Excerpted text:
◆ ◆ ◆ ◆ ◆ ◆ ◆
# Supplemental material for NeurIPS 2024 submission: <br/> "Metalearning to Continually Learn In Context"

Here we provide our "research code" as supplemental material.

Later we will release the "official version" of this code in a public GitHub repository upon acceptance of our paper.

This codebase is originally forked from the following public repository: https://github.com/IDSIA/modern-srwm
which we modified for continual learning. We refer to requirements etc in the original repo.

Our codebase also includes code from other public repositories, e.g.,
* https://github.com/tristandeleu/pytorch-meta for processing standard few-shot learning data preparation and data loader implementations.
(forked and slightly modified in `torchmeta_local`)
* but also MLP mixer implementation etc... (LICENSE can be found in the corresponding directory/fileheaders)

For Split-MNIST experiments of Table 3, we further used the following public code:
* https://github.com/GT-RIPL/Continual-Learning-Benchmark:
We used this to produce the results for the 2-task class-incremental setting (Table 3)
◆ ◆ ◆ ◆ ◆ ◆ ◆
Records provided:

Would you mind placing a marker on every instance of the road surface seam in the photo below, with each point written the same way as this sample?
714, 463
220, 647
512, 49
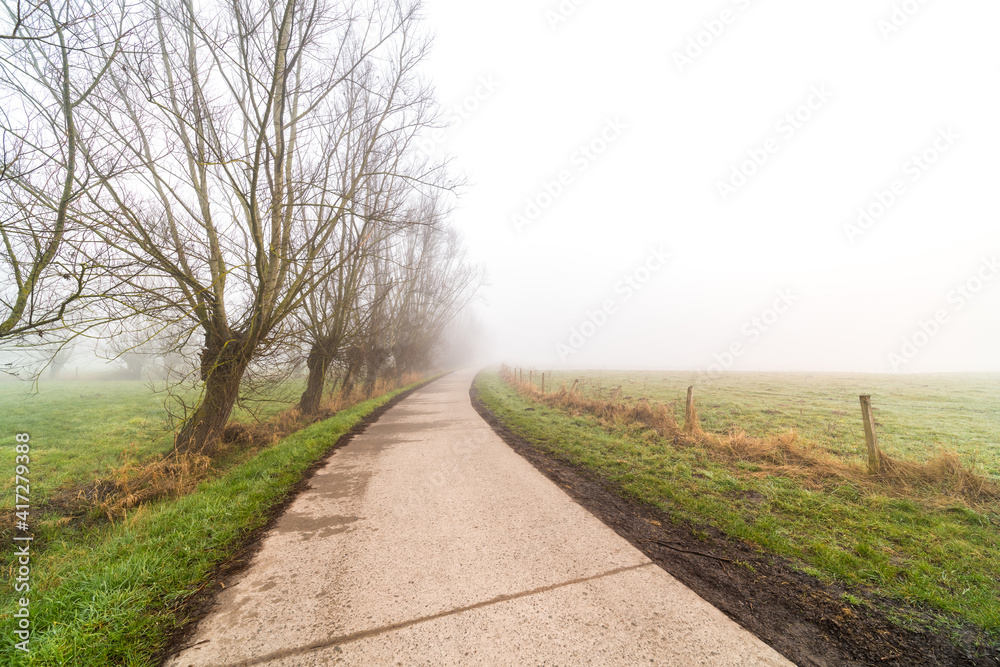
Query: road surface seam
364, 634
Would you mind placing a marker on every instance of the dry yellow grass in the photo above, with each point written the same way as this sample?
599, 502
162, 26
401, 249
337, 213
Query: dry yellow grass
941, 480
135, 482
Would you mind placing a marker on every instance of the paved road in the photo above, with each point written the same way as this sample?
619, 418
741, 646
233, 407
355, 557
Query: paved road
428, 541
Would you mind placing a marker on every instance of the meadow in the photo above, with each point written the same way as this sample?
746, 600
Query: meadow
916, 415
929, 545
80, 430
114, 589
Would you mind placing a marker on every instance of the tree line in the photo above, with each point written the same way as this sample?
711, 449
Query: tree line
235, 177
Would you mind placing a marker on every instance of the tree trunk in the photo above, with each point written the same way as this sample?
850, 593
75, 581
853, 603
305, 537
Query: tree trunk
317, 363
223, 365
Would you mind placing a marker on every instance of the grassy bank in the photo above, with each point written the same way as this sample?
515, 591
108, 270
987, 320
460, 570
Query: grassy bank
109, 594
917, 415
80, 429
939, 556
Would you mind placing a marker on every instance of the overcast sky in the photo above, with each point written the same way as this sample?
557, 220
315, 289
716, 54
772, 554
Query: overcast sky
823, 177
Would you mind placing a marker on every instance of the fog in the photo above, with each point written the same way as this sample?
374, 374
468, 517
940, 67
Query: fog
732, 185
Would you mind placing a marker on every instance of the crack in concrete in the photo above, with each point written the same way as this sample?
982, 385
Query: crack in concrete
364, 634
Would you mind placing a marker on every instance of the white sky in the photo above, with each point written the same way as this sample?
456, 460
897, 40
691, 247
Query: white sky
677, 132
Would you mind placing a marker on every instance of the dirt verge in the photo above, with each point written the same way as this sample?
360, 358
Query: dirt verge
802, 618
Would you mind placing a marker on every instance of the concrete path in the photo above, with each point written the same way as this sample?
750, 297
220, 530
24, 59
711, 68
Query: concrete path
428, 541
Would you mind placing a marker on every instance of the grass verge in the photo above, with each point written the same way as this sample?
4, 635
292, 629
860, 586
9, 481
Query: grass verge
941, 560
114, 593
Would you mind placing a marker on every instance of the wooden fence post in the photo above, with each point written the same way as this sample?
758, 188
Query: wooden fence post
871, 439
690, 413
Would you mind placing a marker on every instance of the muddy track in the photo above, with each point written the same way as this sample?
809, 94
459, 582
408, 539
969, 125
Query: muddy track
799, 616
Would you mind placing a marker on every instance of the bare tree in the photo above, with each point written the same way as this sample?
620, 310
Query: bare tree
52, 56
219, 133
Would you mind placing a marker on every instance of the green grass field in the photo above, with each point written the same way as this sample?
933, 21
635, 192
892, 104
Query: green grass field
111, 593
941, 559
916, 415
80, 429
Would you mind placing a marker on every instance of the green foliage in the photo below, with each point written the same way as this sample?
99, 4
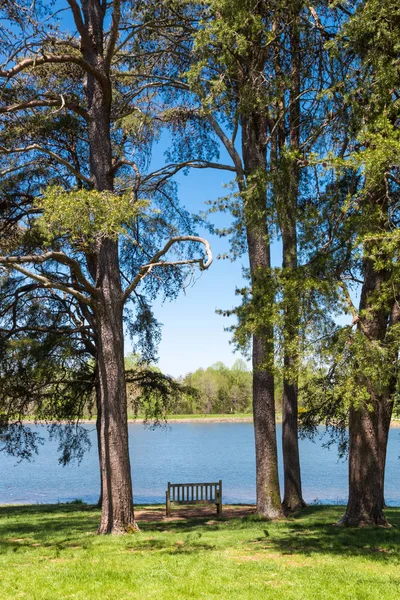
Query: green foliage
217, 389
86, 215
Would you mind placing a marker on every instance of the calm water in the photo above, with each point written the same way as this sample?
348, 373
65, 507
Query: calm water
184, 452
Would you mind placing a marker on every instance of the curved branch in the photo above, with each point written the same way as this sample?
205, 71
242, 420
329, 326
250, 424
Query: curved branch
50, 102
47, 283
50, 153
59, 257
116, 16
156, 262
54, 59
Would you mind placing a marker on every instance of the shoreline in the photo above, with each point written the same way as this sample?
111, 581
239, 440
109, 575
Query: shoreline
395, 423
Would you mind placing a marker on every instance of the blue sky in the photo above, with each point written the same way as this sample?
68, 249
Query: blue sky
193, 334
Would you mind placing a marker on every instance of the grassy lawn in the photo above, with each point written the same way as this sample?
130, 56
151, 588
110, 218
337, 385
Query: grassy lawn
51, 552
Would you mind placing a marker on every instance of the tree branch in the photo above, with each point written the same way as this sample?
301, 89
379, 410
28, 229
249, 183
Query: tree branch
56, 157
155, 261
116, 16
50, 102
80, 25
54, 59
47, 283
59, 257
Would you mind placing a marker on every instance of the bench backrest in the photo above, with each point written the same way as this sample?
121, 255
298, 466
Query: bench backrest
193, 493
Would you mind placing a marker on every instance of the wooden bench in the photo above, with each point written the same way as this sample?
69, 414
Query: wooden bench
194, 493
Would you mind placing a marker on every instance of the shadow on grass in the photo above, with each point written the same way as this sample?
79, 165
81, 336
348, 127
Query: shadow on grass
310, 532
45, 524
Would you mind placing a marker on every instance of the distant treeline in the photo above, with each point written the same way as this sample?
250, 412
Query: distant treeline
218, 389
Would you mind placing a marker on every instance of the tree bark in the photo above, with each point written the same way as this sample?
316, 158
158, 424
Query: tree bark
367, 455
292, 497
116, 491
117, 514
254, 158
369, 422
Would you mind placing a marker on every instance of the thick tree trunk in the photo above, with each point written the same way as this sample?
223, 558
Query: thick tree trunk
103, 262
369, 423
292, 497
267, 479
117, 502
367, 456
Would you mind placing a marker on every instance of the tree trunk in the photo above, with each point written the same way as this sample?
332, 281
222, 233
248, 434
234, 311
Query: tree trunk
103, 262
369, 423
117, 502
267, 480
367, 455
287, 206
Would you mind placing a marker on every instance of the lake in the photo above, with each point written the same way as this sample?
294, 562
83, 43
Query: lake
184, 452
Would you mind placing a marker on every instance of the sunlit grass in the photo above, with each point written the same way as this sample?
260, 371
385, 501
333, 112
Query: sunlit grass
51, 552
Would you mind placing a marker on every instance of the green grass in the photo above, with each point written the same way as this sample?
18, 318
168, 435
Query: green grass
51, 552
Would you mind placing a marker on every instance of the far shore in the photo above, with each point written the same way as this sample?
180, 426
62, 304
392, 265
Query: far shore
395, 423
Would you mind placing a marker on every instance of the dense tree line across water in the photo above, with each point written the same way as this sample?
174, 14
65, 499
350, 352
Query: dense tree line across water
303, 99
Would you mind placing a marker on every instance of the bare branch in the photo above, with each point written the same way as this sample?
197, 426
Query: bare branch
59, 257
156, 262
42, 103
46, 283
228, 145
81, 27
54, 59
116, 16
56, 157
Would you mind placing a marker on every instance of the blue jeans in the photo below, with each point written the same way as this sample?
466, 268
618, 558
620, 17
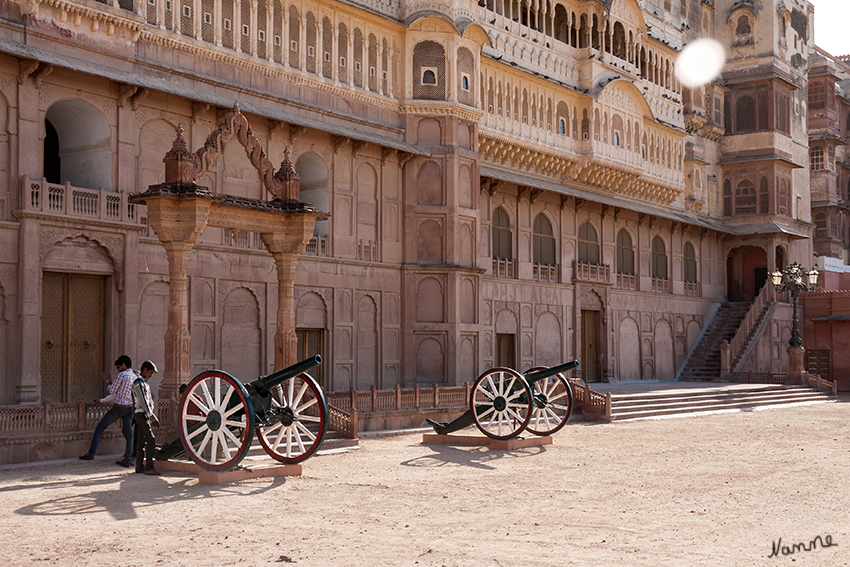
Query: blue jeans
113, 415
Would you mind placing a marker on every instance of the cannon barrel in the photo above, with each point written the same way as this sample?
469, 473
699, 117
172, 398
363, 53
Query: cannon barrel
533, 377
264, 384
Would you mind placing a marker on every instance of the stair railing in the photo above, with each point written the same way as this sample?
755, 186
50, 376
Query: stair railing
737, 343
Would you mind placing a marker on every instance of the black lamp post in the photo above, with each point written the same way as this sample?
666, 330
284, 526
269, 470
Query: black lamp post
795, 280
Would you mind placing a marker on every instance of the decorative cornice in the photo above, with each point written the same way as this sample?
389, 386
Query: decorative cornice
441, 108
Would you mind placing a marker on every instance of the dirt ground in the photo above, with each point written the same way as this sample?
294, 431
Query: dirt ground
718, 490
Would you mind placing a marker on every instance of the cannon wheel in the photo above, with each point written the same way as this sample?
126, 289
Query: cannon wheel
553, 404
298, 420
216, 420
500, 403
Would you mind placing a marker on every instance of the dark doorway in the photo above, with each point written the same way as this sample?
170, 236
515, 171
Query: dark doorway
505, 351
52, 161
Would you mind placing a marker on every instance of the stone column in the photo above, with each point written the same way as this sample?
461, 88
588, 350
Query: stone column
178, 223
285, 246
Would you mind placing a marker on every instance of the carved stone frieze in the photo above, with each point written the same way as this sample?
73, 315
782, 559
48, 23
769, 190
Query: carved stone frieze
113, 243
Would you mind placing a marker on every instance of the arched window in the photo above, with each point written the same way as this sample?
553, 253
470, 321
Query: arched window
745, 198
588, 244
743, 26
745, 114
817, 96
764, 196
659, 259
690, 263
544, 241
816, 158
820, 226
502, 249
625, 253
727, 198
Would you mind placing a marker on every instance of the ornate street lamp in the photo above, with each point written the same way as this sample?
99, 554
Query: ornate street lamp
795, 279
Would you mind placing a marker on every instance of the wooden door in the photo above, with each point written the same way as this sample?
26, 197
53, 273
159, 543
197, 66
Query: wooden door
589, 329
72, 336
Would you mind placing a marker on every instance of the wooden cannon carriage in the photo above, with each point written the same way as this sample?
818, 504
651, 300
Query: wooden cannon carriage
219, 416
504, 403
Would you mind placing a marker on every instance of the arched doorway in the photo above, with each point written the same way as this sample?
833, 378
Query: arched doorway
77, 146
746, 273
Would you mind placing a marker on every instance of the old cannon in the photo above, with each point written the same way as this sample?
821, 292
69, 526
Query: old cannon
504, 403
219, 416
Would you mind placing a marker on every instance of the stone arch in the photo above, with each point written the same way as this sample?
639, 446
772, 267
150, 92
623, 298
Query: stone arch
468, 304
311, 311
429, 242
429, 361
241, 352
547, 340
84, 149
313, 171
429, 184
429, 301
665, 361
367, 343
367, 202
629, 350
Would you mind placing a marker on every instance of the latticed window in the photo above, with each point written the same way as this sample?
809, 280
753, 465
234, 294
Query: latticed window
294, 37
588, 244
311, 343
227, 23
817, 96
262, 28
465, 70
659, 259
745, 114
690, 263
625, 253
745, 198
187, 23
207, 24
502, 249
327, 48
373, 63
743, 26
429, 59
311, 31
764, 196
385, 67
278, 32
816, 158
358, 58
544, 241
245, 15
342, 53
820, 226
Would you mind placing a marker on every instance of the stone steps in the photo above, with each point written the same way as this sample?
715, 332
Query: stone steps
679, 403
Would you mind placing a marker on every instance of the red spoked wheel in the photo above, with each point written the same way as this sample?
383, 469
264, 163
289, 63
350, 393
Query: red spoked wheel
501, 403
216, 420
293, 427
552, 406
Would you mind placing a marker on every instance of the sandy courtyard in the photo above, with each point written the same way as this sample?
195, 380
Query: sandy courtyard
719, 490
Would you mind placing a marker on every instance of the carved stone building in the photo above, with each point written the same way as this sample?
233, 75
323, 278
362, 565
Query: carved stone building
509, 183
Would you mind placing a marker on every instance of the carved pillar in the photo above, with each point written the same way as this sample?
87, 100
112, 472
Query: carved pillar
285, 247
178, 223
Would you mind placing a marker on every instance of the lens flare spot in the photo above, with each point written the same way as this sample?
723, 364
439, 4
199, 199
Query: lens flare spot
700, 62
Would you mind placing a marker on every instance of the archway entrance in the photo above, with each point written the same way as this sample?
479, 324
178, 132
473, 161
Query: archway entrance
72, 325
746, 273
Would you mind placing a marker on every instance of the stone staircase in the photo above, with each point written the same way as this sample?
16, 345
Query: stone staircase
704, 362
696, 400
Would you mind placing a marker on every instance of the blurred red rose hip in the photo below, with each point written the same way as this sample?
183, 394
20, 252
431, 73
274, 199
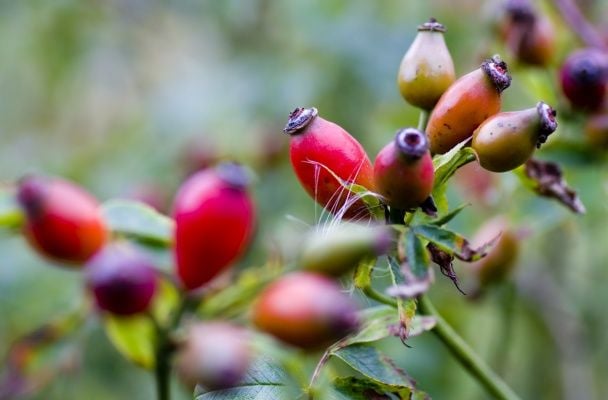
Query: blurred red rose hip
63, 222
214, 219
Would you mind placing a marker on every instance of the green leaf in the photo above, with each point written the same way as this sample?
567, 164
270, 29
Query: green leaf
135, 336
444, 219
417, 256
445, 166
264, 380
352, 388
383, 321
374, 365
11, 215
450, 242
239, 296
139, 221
◆ ◆ ◆ ◆ ◆ ◆ ◆
Problem details: Quote the supplemental-code README from "Here we provide" up to and including "the original repo.". Answer using only the supplemental-code README.

Output for this exercise:
Here we provide our "research code" as supplemental material.

Later we will release the "official version" of this code in a public GitHub repository upon acceptance of our paper.

This codebase is originally forked from the following public repository: https://github.com/IDSIA/modern-srwm
which we modified for continual learning. We refer to requirements etc in the original repo.